Aim of the task. Every entry should be reproduced word for word.

[Stored data entries]
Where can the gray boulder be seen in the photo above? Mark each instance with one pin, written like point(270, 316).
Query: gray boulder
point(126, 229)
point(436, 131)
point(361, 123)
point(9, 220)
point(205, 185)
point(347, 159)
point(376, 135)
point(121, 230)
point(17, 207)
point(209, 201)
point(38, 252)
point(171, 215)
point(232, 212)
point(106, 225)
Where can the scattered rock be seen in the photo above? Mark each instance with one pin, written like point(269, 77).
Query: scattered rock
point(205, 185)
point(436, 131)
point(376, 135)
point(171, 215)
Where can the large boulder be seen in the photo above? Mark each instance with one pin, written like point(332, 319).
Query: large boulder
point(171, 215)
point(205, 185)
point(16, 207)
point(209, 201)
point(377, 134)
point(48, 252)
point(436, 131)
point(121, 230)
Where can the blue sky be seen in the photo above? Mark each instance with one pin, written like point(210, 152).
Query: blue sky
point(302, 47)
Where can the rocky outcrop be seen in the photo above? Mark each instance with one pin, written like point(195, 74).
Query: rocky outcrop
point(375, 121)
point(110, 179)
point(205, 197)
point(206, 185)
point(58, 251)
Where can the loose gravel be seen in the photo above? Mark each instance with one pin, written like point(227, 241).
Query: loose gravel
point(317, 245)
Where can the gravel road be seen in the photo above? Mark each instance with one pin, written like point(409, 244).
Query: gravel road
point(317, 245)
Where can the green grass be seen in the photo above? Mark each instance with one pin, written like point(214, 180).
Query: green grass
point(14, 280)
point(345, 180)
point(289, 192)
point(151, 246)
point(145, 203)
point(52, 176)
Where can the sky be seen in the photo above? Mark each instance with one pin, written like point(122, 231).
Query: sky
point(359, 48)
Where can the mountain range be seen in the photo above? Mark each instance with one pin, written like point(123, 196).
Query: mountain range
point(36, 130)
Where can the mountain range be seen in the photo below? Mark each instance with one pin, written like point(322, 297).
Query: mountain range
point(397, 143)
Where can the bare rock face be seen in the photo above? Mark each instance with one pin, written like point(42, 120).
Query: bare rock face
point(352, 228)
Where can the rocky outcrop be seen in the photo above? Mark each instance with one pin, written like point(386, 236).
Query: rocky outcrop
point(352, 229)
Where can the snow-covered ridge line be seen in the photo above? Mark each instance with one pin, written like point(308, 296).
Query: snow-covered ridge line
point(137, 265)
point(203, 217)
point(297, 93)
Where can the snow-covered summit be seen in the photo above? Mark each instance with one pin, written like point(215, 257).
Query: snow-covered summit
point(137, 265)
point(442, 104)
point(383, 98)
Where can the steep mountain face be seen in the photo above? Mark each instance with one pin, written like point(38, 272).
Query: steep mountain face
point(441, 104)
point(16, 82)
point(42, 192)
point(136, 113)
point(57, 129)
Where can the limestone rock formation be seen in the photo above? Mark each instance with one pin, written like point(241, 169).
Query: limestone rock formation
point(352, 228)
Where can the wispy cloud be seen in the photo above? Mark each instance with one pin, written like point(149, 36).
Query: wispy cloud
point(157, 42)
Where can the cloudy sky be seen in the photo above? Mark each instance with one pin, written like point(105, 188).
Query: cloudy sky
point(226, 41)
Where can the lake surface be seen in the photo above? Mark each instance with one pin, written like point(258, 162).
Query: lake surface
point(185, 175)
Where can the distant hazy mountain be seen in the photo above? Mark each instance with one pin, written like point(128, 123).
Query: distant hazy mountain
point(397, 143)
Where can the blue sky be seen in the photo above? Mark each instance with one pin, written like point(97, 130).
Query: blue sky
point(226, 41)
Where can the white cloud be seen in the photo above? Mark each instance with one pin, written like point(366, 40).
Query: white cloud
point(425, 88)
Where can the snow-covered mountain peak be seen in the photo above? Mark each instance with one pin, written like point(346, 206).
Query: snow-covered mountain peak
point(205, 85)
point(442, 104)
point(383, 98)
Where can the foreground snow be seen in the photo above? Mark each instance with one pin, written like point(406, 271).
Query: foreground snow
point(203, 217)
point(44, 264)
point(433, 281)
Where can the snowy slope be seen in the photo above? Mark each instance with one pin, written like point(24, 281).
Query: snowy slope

Exercise response.
Where can the gray boulder be seen in the photo above? Mark each instance with one pin, written like point(270, 316).
Query: gray boulder
point(126, 229)
point(436, 131)
point(361, 123)
point(9, 220)
point(205, 185)
point(347, 159)
point(376, 135)
point(121, 230)
point(17, 207)
point(209, 201)
point(38, 252)
point(171, 215)
point(232, 212)
point(106, 225)
Where can the scattered rock be seen in the photo above? Mark each instance with one pin, written like point(269, 77).
Query: scattered rock
point(205, 185)
point(436, 131)
point(376, 135)
point(171, 215)
Where can the large boulder be seen in the photo above? Mark each instance with one pin, written like point(332, 319).
Query: large boulder
point(171, 215)
point(205, 185)
point(16, 207)
point(209, 201)
point(377, 134)
point(48, 252)
point(436, 131)
point(121, 230)
Where can the blue sky be seen in the photo above? Mark each instance with one pin, written like point(210, 152).
Query: blue sky
point(302, 47)
Where can the rocky outcrop be seen in the photo above? Mark each instance with one pin, written like point(195, 74).
Query: rocky outcrop
point(375, 121)
point(110, 179)
point(205, 197)
point(206, 185)
point(58, 251)
Where can the loose gravel be seen in the photo above? Mark each instance with one pin, written like point(227, 241).
Query: loose gravel
point(317, 245)
Where can the gravel road be seen in the photo above? Mark each instance with one pin, written like point(409, 244).
Query: gravel road
point(317, 245)
Where can the green grass be seen in the photo above? Mark each instance with one pin, written like point(214, 180).
Query: green grass
point(14, 280)
point(345, 180)
point(289, 192)
point(151, 246)
point(145, 203)
point(52, 176)
Where can the sky be seen in the photo above? Mark each instance with one pin, written like point(122, 231).
Query: sky
point(359, 48)
Where can the mountain range be seen in the photo above? Mark each instance with one pin, written like point(123, 196).
Query: mountain range
point(36, 130)
Where can the mountain range be seen in the photo below? Mark each instance with one pin, written like point(322, 297).
Query: mountain range
point(397, 143)
Where can the bare rock face be seen in the photo above? Mark each instance with one pin, written like point(42, 120).
Query: bare rock face
point(352, 228)
Where can the rocky outcrop be seen in the photo above? Mark each instance with one pin, written like point(386, 236).
Query: rocky outcrop
point(352, 229)
Where can the snow-covered ridge line be seen in the photo above? Mark each instance with one pin, written like point(308, 296).
Query: snow-covered ridge line
point(137, 265)
point(203, 217)
point(297, 93)
Where can the snow-covered summit be seen in the photo above? Mark each instance with one pin, written like point(215, 257).
Query: snow-covered summit
point(137, 265)
point(442, 104)
point(383, 98)
Where can the steep mountain face be seen in the photo above? Mark each instance with one pin, written like point(38, 272).
Query: steep mountain face
point(441, 104)
point(16, 82)
point(42, 192)
point(136, 113)
point(57, 129)
Where can the limestone rock formation be seen in the photo above? Mark each instance with one pin, written like point(241, 169).
Query: limestone rock formation
point(352, 228)
Where can the wispy cloud be seen in the photo above? Mark each instance with one pin, written like point(149, 36).
Query: wispy cloud
point(157, 42)
Where can the cloudy sky be seen in the photo above? Mark each instance with one pin, written like point(105, 188).
Query: cloudy sky
point(226, 41)
Where can the lake surface be seen in the photo above? Mark each instance with one pin, written like point(258, 162).
Query: lake surface
point(185, 175)
Where can the distant hazy mountain be seen in the photo above? Mark each instance with one pin, written like point(128, 123).
Query: distant hazy mountain
point(397, 143)
Where can the blue sky be seen in the photo above? Mark each instance with one pin, written like point(97, 130).
Query: blue sky
point(226, 41)
Where can the white cloud be seen in the photo above? Mark each instance with one pin, written like point(366, 40).
Query: white cloud
point(425, 88)
Where can the snow-covered mountain peak be seen in the photo above? Mark each instance with one pin, written like point(346, 206).
Query: snow-covered mountain peak
point(205, 85)
point(442, 104)
point(383, 98)
Where can the foreground snow be seen in the photo above? Mark each instance with one pin, written like point(406, 271).
Query: foreground snow
point(203, 217)
point(44, 264)
point(433, 281)
Where can the snowy slope be seen in the photo above? Mark each instance with one pin, written like point(24, 281).
Query: snowy slope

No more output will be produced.